▸ Exercise
Copy the lines below word for word, skipping any image.

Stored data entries
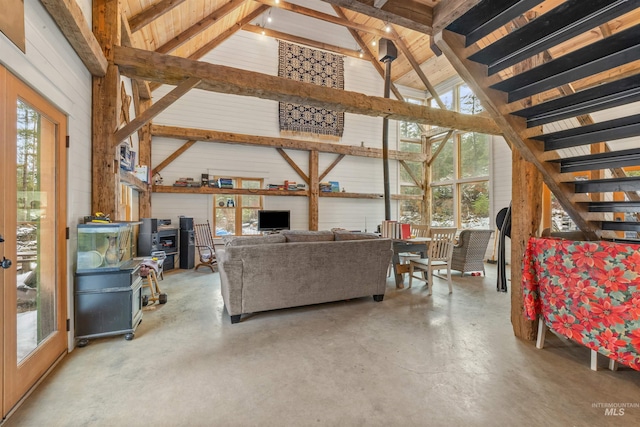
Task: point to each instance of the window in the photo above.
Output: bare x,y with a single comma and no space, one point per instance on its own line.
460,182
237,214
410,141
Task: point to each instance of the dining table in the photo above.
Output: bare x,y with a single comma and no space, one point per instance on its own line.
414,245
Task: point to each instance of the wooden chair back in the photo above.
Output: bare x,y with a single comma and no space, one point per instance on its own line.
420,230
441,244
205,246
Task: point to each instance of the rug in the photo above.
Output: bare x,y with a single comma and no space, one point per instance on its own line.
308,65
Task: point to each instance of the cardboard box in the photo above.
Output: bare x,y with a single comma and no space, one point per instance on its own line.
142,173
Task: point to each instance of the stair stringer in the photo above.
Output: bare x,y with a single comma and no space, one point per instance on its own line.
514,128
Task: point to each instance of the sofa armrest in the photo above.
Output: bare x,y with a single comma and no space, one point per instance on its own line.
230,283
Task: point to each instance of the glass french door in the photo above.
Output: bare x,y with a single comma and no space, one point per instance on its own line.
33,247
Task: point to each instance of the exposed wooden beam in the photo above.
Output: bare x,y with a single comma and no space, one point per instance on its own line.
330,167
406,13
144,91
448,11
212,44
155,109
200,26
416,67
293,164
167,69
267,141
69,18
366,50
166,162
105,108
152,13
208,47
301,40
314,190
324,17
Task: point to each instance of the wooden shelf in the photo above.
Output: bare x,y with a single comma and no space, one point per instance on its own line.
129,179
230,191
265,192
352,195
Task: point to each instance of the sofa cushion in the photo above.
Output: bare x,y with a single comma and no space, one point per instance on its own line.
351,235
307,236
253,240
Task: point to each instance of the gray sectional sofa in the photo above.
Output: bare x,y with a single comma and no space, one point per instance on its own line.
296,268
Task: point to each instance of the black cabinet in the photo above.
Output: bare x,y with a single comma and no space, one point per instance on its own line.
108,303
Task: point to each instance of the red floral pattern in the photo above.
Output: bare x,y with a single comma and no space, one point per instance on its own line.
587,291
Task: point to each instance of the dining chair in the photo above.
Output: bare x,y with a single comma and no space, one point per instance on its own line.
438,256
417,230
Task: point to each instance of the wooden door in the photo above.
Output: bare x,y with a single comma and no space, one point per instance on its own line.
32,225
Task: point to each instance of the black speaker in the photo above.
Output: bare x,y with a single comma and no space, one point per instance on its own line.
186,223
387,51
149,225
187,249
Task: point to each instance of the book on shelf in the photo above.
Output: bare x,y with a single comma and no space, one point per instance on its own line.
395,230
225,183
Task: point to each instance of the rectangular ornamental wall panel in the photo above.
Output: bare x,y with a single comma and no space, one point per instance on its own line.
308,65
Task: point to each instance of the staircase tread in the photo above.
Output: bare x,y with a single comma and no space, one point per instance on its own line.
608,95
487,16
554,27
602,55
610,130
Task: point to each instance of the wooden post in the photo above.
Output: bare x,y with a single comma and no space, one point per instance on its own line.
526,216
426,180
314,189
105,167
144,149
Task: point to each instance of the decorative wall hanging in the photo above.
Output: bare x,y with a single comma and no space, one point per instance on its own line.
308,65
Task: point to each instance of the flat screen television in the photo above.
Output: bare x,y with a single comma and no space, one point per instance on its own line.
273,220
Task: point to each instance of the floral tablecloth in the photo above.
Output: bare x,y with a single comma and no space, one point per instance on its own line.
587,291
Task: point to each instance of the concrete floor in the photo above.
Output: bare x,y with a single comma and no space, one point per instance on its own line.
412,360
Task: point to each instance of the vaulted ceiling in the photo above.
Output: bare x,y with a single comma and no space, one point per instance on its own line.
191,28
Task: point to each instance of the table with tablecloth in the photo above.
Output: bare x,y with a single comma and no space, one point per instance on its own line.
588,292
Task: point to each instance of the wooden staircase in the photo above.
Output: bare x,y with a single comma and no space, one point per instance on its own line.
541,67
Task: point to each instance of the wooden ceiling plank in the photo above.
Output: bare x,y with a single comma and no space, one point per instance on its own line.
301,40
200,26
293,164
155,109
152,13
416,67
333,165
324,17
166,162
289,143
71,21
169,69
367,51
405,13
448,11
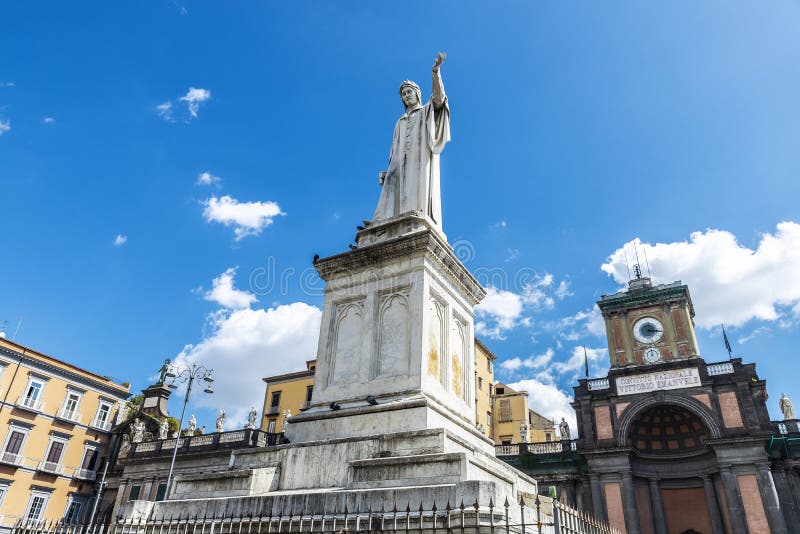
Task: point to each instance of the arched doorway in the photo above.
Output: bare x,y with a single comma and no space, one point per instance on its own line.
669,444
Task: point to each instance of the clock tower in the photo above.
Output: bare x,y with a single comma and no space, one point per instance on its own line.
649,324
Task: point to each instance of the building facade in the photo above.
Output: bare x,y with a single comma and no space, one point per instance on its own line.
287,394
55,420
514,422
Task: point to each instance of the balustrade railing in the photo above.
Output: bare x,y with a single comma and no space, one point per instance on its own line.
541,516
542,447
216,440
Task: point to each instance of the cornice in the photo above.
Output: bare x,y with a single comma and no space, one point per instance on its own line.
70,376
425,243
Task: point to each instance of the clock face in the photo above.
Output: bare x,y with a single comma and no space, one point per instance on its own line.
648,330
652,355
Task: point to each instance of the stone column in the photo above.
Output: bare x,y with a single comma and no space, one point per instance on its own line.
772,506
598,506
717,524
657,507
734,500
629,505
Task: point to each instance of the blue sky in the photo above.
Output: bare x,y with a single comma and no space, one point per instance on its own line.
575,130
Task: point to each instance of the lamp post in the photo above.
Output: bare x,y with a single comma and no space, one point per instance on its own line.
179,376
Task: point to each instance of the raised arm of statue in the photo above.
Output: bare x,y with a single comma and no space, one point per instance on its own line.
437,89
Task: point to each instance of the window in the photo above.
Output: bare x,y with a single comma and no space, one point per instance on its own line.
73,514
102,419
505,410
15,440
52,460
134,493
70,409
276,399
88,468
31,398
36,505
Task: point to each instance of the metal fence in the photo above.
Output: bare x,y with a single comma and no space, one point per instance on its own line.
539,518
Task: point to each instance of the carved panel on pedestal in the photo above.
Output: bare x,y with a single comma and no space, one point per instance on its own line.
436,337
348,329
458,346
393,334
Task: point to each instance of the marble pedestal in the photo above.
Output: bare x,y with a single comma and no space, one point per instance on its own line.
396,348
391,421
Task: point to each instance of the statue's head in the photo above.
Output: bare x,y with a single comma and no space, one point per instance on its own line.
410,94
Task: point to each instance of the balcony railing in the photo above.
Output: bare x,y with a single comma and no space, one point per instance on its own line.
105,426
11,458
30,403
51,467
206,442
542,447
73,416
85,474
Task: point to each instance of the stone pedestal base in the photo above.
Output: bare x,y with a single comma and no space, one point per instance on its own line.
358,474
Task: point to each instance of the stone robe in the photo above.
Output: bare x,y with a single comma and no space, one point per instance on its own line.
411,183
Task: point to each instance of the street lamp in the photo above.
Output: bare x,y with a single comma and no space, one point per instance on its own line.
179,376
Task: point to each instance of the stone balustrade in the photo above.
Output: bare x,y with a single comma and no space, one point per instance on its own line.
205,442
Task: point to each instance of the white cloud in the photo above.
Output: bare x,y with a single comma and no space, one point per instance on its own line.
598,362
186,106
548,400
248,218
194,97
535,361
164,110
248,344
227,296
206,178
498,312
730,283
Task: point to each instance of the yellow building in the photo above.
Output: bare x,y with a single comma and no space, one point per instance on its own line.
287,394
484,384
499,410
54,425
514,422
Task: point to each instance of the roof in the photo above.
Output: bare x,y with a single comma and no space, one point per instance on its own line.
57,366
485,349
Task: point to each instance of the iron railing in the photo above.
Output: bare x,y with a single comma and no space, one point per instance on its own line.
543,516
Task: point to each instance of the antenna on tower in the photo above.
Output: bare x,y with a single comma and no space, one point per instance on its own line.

▸ Answer for this exercise
Task: point to each instance of the window in the photo above.
Output: bare x,y with a single comma and no space, one point per instance on its own line.
460,182
237,214
410,141
Task: point to each instance of the dining table in the photo above.
Output: bare x,y with a single comma and no space, one point per instance on its own line.
414,245
Task: point to each instance of the wooden chair back in the photo above.
Output: bare x,y with a single comma and no space, one point per instance on its own line.
420,230
441,244
205,246
Task: point to each instance of the rug in the photo above.
Output: bare x,y with a single comma and no space, one point per instance on its own line.
308,65
Task: point to each instance of the cardboard box in the photo above.
Output: bare x,y with a single comma and no space, one point per instance on its own line.
142,173
Task: point to each instance of the stair stringer in the photo above.
Output: bare x,y with a single comma and no space, one point per instance on its own line.
514,128
Task: point to each instance of the sofa armrest in the photo above.
Output: bare x,y with a single comma and no space, one point per instance on its own line.
230,283
Task: point to each instance of the glass french door in the photo above.
Output: bare x,y with a single comma and no space, one point per instance on its own line.
33,247
Task: point to each instance of the exposed wooden beam in the photo above.
Output: bare x,y with a single comma and no space, one point per instance on its own line.
330,167
406,13
144,91
448,11
212,44
155,109
200,26
416,67
293,164
167,69
267,141
69,18
366,50
166,162
105,108
152,13
208,47
301,40
314,190
324,17
Task: point to each instance of the wooden shelf in the photo above.
Output: bare x,y with a single comma and no space, one point per instance on its own line.
129,179
230,191
265,192
352,195
Task: point to each instance of the sofa cushion in the photo above.
Output: bare x,y with a single comma and no space, one point per instance on its own line.
351,235
307,236
253,240
Task: point to each instance of the gray sectional sofa in the photo above.
Output: bare x,y with a single comma and no space, one point per instance on its own line.
296,268
Task: point to each instance of the black cabinet in the photo above.
Output: bare x,y with a single comma and no space, one point per instance on its own line.
108,303
Task: point to each instance of the red floral pattern in the photo above.
Output: bare x,y with a single comma and no space, one point per instance on its own line.
587,291
Task: point to each instance of the dining chair in the photo above.
Output: bare x,y with a single comma and no space, one point per instance on its own line.
438,256
417,230
Task: point to each instance of the wooden door in the photo above.
Output: bare x,y with a single comma and no space, one point per instance on its own line.
32,225
Task: point to each instance of the black speaker in the photo above.
Output: bare x,y with a single comma and no space, one point per instance on its own line.
186,223
387,51
149,225
187,249
Task: point to each instance of the book on shelf in the photo above.
Output: bare x,y with a single comma and no space, one point per instance on its own line.
395,230
225,183
Task: point to each instance of the rectangular ornamental wall panel in the photo above.
Output: bare x,y with a single comma and no space, one point per instance on its own line.
308,65
Task: point to each instance of the staircase tread in the photo above.
Output: bare x,y with a single comma and no space, one point per instance on its own line.
608,95
487,16
554,27
602,55
610,130
Task: point to each instance of the wooden post in the photo above.
Output: bare x,y with a single comma and no space, one point per instance on its own line.
526,216
426,180
314,189
105,167
144,149
Task: point to each instance of the decorative wall hanging in the photo above.
Output: bare x,y with a single comma and no space, one point per instance on its own line.
308,65
Task: point to each instance of the flat screen television in the photo above.
Output: bare x,y with a single comma and no space, one point per instance on its own line.
273,220
Task: point to each instance of the floral tablecloth in the photo above.
Output: bare x,y with a single comma and no space, one point per instance on its own line.
587,291
Task: point to each instance of the concrete floor in the photo above.
Output: bare x,y with a single comma and no space, one point per instance on its own line.
412,360
Task: point to each instance of the vaulted ceiling in the photo above.
Output: bare x,y with a single comma and no space, one point per instance on its own line.
191,28
Task: point to each instance of the table with tablecloth in the photo above.
Output: bare x,y with a single comma and no space, one point per instance on its own line.
588,292
Task: point to each instance of the wooden staircase in the photo above.
Output: bare x,y with a single comma and no space, one point per instance on its own line.
541,67
Task: point to each instance of the wooden ceiling plank in the photo above.
Output: bare x,y with a single comma and no space, one point per instance on its own line.
301,40
200,26
293,164
155,109
152,13
416,67
333,165
324,17
166,162
289,143
71,21
169,69
367,51
405,13
448,11
Task: point to each instance of the arched doorway in the photo above.
Output: bare x,y with a single comma and no space, one point per instance on its own line.
669,444
Task: point to each instance of the clock tower in the photo above.
Output: bare x,y with a single comma and no space, one point per instance on its own line.
649,324
Task: point to each instance of the building facade in the photo above.
Output: bare x,y with a single comma and no space, one point per instance on its own line.
287,394
55,420
514,422
Task: point to each instance of the balustrade railing in the photo above.
Output: bare x,y with a single comma and no space, one point per instance on its own line.
541,516
542,447
216,440
Task: point to each instance of the cornice in the photo above.
Output: bare x,y with a single comma and no space, one point per instance on its own line.
70,376
425,243
Task: point to each instance of the clock face in the photo above.
Output: bare x,y with a single comma and no space, one point per instance on its own line.
648,330
652,355
Task: point to each instance of the stone column in the photo above.
Output: bare x,y with a single comma and no space, one point per instance on its own line.
772,506
598,506
717,524
657,507
734,500
629,505
Task: point to each instance of the blue sky in the photo above.
Output: bare x,y with a single comma and no space, one point per instance on its own line.
575,130
Task: point to each instance of the lamp post in the photo above.
Output: bare x,y with a single comma and no space, one point per instance on its own line.
179,376
Task: point to each instance of the raised arm of statue in the photo above.
Output: bare x,y with a single comma and no space, one point per instance on its own line.
437,89
Task: point to each instance of the window in the photo above.
Output: bare x,y with a single comma and no space, one point per instance on its own line.
73,514
102,419
505,410
15,440
52,460
134,493
70,409
276,399
88,468
31,398
36,505
Task: point to each instance of the metal fence in the photo above.
Output: bare x,y with a single comma and no space, one point per instance on its own line.
539,518
Task: point to each instance of the carved panel on pedestal in the photo above.
Output: bare x,y with a single comma and no space, one point per instance on its own line.
436,337
348,329
458,346
393,334
Task: point to each instance of the marble pedestal in the photo above.
Output: bare x,y with a single comma and no space, one point per instance on its own line.
396,348
391,421
Task: point to each instance of the statue's head in the photo above.
Output: bare x,y with a single comma and no space, one point per instance on its own line.
410,94
Task: point to each instance of the balcony railing in the photo above.
Output: bare x,y with a single comma and no space, one point per instance on its own line.
105,426
11,458
30,403
51,467
206,442
542,447
73,416
85,474
Task: point to each instance of the stone pedestal base in the photo above.
Output: bare x,y with a single comma and no space, one point per instance on its own line.
358,474
Task: point to each instance of the stone robe in the photo above.
Output: bare x,y with a single comma and no space, one point per instance on its own line.
411,183
Task: point to each instance of the street lamp in the photo above.
Output: bare x,y with a single comma and no space, one point per instance on its own line.
179,376
Task: point to each instance of the stone balustrade in the photo above.
Output: bare x,y with a single comma and no space, one point per instance on its own line.
205,442
Task: point to each instance of the white cloud in the photo above.
Output: bare x,y with a single comma and no space, one point per instance on its own line.
598,362
186,106
548,400
248,218
194,97
535,361
164,110
248,344
227,296
206,178
498,312
730,283
Task: point to each instance of the yellow building in the photo above.
Output: bare x,y with a single comma and no space, one point per instance on its own line.
287,394
484,384
499,410
54,425
514,422
Task: point to each instance of the roof in the photo above.
Output: bare x,y with a single comma and no space, one point per instance on its own line.
57,366
485,349
Task: point to each instance of the iron railing in the photo above.
Output: bare x,y with a single comma and no space, one point per instance on its own line.
543,516
Task: point to each instance of the antenna on tower in the photo above.
Output: bare x,y with a single comma and no space, one point per instance on its own line.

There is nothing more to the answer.